▶ _The problem_
After counting the lines below that hold the word "clicks", reply with the count and nothing else.

Stored data
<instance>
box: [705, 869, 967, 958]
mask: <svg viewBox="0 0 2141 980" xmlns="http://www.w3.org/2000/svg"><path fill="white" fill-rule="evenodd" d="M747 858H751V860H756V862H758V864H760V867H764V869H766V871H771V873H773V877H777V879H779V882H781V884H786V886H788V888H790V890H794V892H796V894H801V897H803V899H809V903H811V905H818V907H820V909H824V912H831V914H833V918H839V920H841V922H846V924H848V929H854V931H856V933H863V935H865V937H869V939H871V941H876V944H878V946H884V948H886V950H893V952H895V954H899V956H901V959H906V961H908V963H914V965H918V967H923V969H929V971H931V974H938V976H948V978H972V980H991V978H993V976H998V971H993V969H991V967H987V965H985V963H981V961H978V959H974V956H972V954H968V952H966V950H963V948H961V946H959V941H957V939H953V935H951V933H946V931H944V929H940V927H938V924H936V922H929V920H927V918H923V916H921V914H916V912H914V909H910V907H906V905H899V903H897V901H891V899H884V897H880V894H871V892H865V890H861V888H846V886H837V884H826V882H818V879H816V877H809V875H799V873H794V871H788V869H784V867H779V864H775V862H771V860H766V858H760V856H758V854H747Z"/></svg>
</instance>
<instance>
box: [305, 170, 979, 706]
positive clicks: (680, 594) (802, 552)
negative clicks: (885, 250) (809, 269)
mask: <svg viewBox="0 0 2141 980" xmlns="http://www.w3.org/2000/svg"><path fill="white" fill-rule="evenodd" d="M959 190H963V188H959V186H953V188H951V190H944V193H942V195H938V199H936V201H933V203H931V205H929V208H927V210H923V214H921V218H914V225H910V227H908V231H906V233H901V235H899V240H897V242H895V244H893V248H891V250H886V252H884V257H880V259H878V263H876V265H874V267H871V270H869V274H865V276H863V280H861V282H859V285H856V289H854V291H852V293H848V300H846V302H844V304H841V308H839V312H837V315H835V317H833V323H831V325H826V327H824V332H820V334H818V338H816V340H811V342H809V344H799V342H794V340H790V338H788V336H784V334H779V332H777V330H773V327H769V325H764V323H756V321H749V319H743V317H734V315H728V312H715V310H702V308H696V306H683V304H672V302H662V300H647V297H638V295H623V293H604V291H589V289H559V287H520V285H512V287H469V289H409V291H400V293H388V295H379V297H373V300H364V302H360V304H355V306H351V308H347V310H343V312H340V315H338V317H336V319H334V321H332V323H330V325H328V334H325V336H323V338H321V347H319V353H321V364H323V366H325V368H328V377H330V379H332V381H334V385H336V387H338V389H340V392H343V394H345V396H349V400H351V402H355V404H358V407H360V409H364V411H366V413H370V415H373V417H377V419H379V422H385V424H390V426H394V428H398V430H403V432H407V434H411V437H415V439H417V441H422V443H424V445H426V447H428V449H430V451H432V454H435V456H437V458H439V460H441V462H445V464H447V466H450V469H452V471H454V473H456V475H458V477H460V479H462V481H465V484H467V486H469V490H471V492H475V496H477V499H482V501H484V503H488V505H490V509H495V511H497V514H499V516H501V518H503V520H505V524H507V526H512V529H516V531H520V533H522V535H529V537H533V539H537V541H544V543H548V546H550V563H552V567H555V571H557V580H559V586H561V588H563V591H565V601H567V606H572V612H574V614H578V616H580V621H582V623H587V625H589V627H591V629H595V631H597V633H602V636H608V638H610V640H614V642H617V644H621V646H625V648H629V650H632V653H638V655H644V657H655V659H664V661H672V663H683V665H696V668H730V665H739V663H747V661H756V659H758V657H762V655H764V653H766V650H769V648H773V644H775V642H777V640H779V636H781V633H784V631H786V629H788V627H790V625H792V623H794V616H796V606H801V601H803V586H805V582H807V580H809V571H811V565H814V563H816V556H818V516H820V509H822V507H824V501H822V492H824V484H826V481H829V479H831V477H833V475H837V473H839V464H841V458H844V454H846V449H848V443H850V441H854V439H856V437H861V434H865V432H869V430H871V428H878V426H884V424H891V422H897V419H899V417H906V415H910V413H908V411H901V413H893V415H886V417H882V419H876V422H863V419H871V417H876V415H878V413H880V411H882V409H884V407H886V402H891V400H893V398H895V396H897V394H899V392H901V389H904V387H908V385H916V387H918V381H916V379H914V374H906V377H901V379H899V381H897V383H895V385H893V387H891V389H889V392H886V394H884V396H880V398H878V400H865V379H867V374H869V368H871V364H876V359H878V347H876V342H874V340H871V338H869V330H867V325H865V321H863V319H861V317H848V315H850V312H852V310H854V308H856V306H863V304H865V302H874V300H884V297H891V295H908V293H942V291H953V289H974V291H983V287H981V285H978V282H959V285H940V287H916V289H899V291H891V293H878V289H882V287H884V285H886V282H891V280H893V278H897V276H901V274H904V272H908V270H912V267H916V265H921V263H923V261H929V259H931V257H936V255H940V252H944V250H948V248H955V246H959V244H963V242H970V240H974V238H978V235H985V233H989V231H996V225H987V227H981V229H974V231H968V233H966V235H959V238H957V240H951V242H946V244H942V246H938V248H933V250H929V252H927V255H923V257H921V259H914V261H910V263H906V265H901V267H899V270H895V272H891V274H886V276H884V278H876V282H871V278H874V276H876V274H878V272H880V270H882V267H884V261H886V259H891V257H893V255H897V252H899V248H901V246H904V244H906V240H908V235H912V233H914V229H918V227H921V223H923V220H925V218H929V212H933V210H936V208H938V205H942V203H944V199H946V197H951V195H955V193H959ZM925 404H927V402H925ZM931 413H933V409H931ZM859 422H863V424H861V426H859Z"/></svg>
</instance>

▶ _Answer to this exercise_
2